Items from a labeling collection:
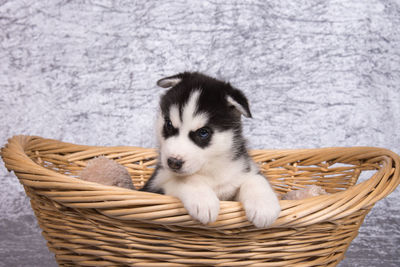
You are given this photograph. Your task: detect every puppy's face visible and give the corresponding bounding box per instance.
[157,73,251,176]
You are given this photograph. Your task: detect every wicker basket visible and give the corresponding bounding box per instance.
[2,136,400,266]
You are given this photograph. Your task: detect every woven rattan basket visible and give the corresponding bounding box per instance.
[2,136,400,266]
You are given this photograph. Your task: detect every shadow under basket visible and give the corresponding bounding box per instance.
[1,136,400,266]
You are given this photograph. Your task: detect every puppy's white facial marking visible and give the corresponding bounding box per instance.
[226,96,250,117]
[169,105,181,128]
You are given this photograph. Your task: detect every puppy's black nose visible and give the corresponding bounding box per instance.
[167,158,183,171]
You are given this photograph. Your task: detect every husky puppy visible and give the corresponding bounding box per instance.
[141,72,280,228]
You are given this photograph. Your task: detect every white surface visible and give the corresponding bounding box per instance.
[0,0,400,267]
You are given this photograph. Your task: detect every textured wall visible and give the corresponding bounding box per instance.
[0,0,400,266]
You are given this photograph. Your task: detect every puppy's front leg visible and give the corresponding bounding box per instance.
[164,178,219,224]
[237,174,281,228]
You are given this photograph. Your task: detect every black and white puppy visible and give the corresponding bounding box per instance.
[142,72,280,228]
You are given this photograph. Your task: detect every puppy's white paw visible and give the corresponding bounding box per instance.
[243,197,281,228]
[181,193,219,224]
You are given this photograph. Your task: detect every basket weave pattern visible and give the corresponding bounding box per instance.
[1,136,400,266]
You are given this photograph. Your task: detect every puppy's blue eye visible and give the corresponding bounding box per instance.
[165,120,174,130]
[196,128,210,139]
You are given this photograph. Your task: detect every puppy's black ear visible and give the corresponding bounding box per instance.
[157,74,183,88]
[226,89,252,118]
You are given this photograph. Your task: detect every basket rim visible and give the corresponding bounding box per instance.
[1,135,400,231]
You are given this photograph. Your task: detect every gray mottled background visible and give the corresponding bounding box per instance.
[0,0,400,267]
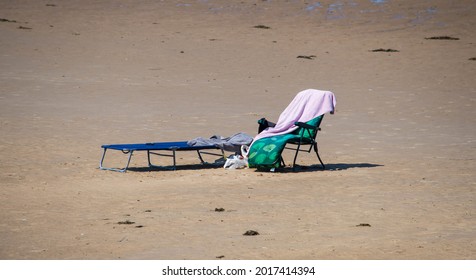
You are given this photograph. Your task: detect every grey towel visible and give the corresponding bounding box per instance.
[187,132,253,153]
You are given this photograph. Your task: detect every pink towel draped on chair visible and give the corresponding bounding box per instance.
[252,89,336,145]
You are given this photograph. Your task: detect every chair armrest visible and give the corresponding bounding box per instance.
[294,122,321,130]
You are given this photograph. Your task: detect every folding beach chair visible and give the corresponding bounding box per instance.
[248,115,326,171]
[99,141,225,172]
[248,89,336,170]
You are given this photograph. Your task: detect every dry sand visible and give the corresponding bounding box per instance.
[0,0,476,259]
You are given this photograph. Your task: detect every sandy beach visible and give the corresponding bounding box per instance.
[0,0,476,260]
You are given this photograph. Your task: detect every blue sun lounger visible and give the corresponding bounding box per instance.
[99,141,225,172]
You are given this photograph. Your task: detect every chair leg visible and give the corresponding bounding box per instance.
[293,143,301,171]
[314,143,326,170]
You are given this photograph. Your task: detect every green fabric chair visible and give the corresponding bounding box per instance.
[248,115,325,171]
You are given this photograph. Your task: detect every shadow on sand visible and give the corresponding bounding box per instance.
[270,163,384,173]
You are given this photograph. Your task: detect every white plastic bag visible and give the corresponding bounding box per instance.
[223,145,248,169]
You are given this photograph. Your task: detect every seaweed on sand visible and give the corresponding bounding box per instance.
[425,36,459,40]
[371,48,399,52]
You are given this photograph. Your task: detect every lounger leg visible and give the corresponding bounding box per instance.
[314,143,326,170]
[172,150,177,170]
[99,148,133,172]
[197,150,205,164]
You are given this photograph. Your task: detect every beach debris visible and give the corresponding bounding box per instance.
[253,24,271,29]
[296,55,316,60]
[356,223,371,227]
[243,230,259,236]
[117,220,135,225]
[371,48,399,52]
[425,36,459,40]
[0,18,17,22]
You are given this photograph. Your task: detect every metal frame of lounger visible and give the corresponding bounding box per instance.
[99,141,225,172]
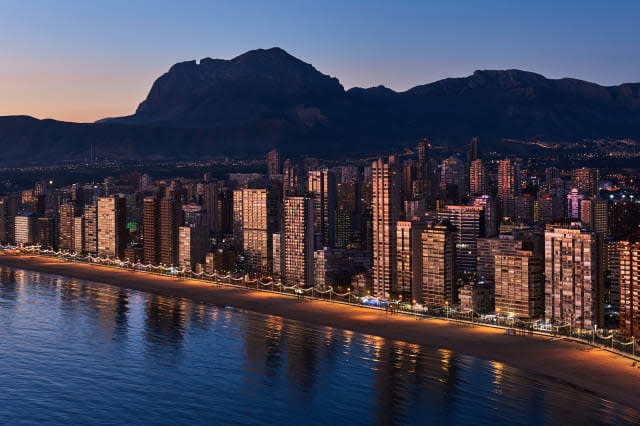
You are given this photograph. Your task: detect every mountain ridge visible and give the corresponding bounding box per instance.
[0,48,640,166]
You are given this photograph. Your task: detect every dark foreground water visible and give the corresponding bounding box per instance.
[0,268,640,426]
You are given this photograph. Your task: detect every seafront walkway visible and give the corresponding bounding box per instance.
[0,246,640,361]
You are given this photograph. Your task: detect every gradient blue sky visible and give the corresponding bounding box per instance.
[0,0,640,121]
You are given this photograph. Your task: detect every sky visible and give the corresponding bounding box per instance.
[0,0,640,122]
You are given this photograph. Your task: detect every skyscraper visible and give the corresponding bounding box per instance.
[395,221,413,300]
[412,221,458,308]
[142,197,160,265]
[73,216,86,254]
[617,241,640,337]
[469,159,488,196]
[281,197,314,287]
[495,250,544,320]
[58,203,75,252]
[467,137,480,163]
[371,156,401,298]
[98,197,127,259]
[0,196,18,244]
[438,206,484,274]
[267,149,280,177]
[440,156,467,200]
[571,167,600,197]
[567,188,584,219]
[15,213,38,246]
[545,227,604,329]
[498,159,520,218]
[203,182,219,232]
[580,198,609,238]
[178,225,209,271]
[233,189,244,249]
[473,195,498,237]
[84,204,98,256]
[158,198,182,265]
[308,169,337,249]
[242,189,278,275]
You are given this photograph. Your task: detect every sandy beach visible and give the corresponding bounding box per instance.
[0,255,640,408]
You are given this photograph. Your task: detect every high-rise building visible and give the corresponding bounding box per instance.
[495,250,544,320]
[440,156,467,200]
[308,169,337,249]
[281,197,314,287]
[84,204,98,256]
[394,221,413,300]
[38,217,58,249]
[580,198,609,238]
[282,160,298,196]
[609,201,640,240]
[98,197,127,259]
[0,196,18,244]
[513,194,535,223]
[412,221,458,308]
[58,203,76,252]
[538,192,564,223]
[203,182,219,232]
[617,241,640,337]
[567,188,584,220]
[571,167,600,197]
[178,225,209,271]
[473,195,498,237]
[477,234,535,289]
[467,137,480,163]
[15,213,38,246]
[371,156,401,298]
[545,226,604,329]
[233,189,244,249]
[267,149,280,177]
[544,167,560,186]
[393,220,432,300]
[73,216,86,254]
[469,159,489,196]
[217,188,233,235]
[241,189,278,275]
[142,197,160,265]
[498,159,520,218]
[272,232,285,280]
[438,206,485,274]
[158,198,183,265]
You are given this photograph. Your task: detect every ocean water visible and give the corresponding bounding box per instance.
[0,268,640,426]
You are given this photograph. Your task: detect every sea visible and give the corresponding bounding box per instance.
[0,268,640,426]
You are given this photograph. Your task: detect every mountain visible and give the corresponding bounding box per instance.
[0,48,640,163]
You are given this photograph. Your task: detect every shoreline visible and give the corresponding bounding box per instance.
[0,255,640,408]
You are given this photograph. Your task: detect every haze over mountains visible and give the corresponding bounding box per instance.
[0,48,640,164]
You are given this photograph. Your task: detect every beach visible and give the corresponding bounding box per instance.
[0,255,640,407]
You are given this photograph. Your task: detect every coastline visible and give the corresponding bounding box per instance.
[0,255,640,407]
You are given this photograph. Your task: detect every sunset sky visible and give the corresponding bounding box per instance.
[0,0,640,122]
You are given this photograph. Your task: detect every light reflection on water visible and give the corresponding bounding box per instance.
[0,268,640,425]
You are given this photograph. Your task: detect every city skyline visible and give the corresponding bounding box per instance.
[0,2,640,122]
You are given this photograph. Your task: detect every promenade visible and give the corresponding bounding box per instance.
[0,255,640,407]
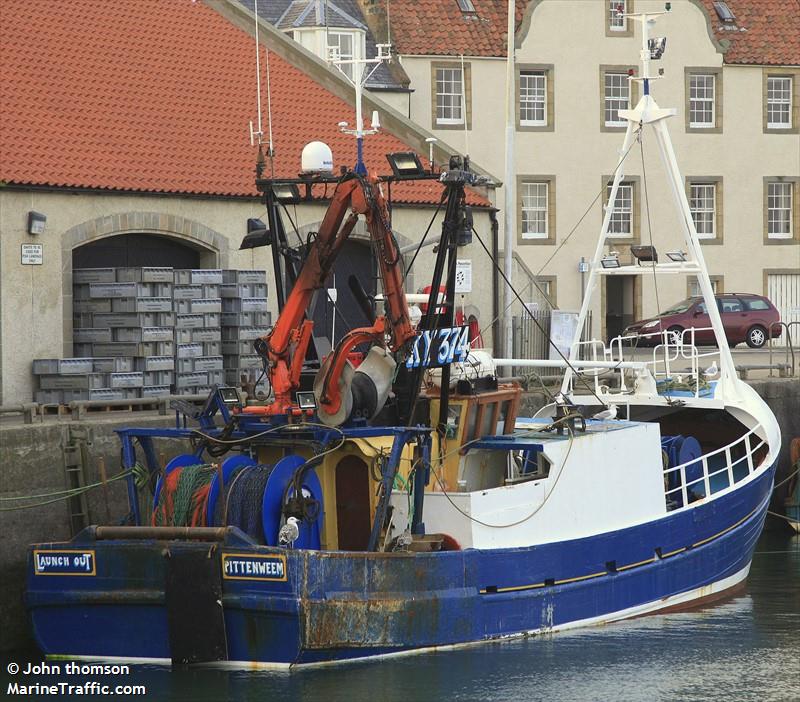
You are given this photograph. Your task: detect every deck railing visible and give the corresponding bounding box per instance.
[664,424,767,509]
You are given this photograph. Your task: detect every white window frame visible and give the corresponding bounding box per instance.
[434,66,466,124]
[519,69,547,127]
[767,76,792,129]
[767,181,795,239]
[520,180,550,239]
[689,73,717,129]
[606,181,635,239]
[608,0,628,32]
[603,71,631,127]
[689,182,717,239]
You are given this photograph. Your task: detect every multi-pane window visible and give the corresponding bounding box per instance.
[689,183,717,239]
[767,183,792,239]
[605,73,631,127]
[608,0,627,32]
[436,67,464,124]
[328,32,355,80]
[519,71,547,127]
[521,183,549,239]
[689,73,716,128]
[767,76,792,129]
[606,183,633,236]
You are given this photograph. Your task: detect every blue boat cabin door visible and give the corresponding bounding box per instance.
[336,456,372,551]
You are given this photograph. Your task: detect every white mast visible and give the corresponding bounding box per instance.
[561,3,737,402]
[502,0,517,368]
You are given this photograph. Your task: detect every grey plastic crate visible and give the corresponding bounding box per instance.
[222,297,267,312]
[222,270,267,284]
[175,314,205,329]
[117,266,173,283]
[39,373,108,390]
[72,268,117,284]
[172,285,205,300]
[208,370,225,385]
[92,356,134,373]
[72,327,112,344]
[142,385,170,397]
[92,341,141,358]
[189,297,222,314]
[202,341,222,356]
[113,327,173,344]
[191,327,222,342]
[109,372,144,388]
[194,356,227,371]
[33,358,92,375]
[144,371,175,385]
[175,344,203,358]
[191,268,222,285]
[72,283,90,300]
[92,312,175,327]
[222,353,262,370]
[72,299,111,314]
[222,327,269,341]
[33,390,64,405]
[111,296,172,314]
[87,388,129,401]
[175,372,208,390]
[135,355,175,372]
[222,341,253,356]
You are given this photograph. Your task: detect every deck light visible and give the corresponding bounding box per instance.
[239,217,272,251]
[386,151,425,178]
[600,251,620,268]
[631,246,658,266]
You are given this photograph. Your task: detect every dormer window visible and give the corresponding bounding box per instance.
[456,0,476,15]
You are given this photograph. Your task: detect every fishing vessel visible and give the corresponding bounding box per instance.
[26,5,780,668]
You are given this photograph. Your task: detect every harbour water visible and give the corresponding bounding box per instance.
[0,530,800,702]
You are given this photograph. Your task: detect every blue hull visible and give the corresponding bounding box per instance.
[27,466,774,665]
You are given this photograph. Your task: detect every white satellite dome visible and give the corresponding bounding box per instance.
[300,141,333,173]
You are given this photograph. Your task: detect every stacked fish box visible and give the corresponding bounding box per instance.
[173,269,225,395]
[220,270,270,394]
[67,267,175,402]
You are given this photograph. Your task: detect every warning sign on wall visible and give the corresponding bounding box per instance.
[21,244,44,266]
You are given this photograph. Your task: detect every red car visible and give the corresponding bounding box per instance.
[623,293,781,349]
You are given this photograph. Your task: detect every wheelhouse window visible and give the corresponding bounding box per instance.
[606,182,633,237]
[436,66,464,124]
[519,71,547,127]
[767,182,794,239]
[521,182,550,239]
[767,76,792,129]
[689,183,717,239]
[604,72,631,127]
[689,73,716,129]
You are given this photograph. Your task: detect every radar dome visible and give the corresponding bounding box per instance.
[300,141,333,173]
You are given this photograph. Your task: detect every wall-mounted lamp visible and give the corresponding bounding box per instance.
[28,210,47,235]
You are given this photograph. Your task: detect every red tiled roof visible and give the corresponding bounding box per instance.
[703,0,800,66]
[378,0,528,56]
[0,0,489,205]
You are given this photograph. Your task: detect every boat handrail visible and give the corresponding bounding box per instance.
[663,424,767,506]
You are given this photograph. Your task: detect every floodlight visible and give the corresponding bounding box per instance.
[386,151,425,178]
[631,246,658,266]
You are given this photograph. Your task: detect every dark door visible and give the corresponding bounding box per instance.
[336,456,372,551]
[72,234,200,268]
[606,275,636,341]
[312,241,377,346]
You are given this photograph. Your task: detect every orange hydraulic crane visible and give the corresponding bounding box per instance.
[242,173,416,424]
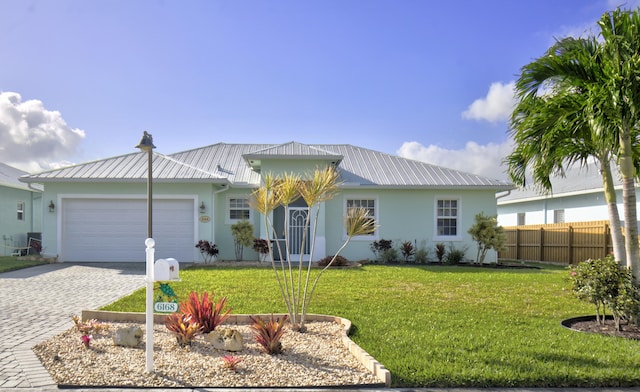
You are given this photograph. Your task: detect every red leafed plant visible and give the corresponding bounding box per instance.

Exercise objective >>
Could you swap "towel" for "blanket" in everything from the line containing "every basket rim" down to the line containing "[294,122,321,130]", changing nothing else and leaving the pictures out?

Response to this task >>
You are given this photograph. Your task: detect every basket rim visible and give the corresponding bounding box per instance.
[1,135,400,231]
You are given this photograph. Your task: detect every gray mottled background visible and give the corresponding bounding box per instance.
[0,0,400,267]
You are given this photograph. Your task: detect every grey blanket visible and give the corresponding bounding box per instance.
[187,132,253,153]
You are given this photograph. Your task: detect every pink blanket draped on chair visible and give the corresponding bounding box per instance.
[252,89,336,145]
You are given this photograph. Your task: detect every chair armrest visible and give the corresponding bounding box per instance.
[294,122,321,130]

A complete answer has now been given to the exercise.